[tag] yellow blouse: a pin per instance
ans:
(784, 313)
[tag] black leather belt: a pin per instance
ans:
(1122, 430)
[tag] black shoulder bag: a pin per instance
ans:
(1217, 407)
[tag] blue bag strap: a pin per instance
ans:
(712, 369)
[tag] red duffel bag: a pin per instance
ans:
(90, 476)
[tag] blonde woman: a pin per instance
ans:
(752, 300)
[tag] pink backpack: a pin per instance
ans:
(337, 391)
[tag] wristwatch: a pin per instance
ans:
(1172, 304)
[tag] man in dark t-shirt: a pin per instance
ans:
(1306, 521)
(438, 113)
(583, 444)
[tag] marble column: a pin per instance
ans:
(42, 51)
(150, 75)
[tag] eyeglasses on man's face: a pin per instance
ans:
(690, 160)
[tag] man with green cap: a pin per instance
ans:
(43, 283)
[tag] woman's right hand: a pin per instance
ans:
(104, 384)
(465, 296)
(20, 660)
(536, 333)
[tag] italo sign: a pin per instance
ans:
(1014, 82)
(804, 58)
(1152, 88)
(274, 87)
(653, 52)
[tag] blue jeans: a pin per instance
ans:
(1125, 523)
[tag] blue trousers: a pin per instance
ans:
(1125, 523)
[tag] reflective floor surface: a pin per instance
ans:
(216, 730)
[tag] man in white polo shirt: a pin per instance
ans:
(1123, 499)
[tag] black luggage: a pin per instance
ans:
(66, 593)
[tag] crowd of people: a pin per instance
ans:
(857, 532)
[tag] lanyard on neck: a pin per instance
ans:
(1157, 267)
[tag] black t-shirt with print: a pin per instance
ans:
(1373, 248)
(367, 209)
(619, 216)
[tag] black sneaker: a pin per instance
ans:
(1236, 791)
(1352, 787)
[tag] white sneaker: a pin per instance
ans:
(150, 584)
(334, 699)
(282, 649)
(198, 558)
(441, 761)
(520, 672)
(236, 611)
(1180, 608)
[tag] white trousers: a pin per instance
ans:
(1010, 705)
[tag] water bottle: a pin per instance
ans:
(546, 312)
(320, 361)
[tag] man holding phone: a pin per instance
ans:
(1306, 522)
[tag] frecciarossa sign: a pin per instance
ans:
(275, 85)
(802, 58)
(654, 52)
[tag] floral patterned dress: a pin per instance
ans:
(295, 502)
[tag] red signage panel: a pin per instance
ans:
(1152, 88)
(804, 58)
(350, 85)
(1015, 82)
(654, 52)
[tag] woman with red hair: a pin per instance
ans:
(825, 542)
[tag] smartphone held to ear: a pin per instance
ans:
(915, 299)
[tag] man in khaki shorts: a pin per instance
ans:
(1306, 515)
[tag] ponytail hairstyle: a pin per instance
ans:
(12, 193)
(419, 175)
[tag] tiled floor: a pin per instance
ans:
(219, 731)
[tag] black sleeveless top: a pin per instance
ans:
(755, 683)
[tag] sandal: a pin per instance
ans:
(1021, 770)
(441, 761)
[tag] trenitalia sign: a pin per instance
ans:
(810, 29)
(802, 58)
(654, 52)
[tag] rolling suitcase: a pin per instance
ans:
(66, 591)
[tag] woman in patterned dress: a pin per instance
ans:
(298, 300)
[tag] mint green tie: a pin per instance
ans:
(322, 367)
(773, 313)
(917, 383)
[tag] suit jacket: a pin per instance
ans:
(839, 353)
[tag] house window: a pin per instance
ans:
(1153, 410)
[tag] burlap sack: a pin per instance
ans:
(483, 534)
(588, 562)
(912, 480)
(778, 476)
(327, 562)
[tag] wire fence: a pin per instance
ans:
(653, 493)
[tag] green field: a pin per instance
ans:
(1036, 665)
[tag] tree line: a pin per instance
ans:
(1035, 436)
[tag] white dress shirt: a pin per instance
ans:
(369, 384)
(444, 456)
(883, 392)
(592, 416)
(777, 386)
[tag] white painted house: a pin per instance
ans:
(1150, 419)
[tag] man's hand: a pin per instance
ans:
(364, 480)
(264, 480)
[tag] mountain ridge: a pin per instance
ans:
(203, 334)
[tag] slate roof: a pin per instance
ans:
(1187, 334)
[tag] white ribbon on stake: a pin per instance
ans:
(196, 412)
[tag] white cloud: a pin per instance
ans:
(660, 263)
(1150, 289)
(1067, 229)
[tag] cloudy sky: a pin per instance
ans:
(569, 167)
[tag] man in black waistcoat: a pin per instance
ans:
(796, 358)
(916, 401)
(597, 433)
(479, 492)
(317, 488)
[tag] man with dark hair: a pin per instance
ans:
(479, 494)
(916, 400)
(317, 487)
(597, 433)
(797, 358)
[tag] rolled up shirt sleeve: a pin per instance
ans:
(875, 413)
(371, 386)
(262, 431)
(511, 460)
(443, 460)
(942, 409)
####################
Copy the records again, starting at the line containing "[tag] house window: a pin per instance" and ending at the line containing "(1187, 334)", both included. Keep each request line unchanged, but multiply every point coordinate in the answers by 0.45 and round to whole numbers, with halves rounded up.

[tag] house window: a pin per instance
ans:
(519, 185)
[tag] burlap sack: a pin per instance
ans:
(217, 240)
(265, 253)
(410, 216)
(350, 214)
(147, 253)
[tag] wire fence: a pin per instance
ans:
(294, 222)
[tag] green field: a pin per instance
ans:
(466, 299)
[tag] tree line: a pin per instance
ans:
(466, 196)
[tag] white dress shirt: a pin per instance
ans:
(166, 173)
(200, 205)
(397, 176)
(266, 187)
(350, 174)
[tag] white painted house: a pin per instance
ans:
(518, 189)
[tag] man's hand: a pin per instance
ans:
(164, 216)
(119, 216)
[tag] mountain ridge: a pin per instance
ans:
(91, 150)
[tag] slate roof: a pin per instance
ans:
(534, 150)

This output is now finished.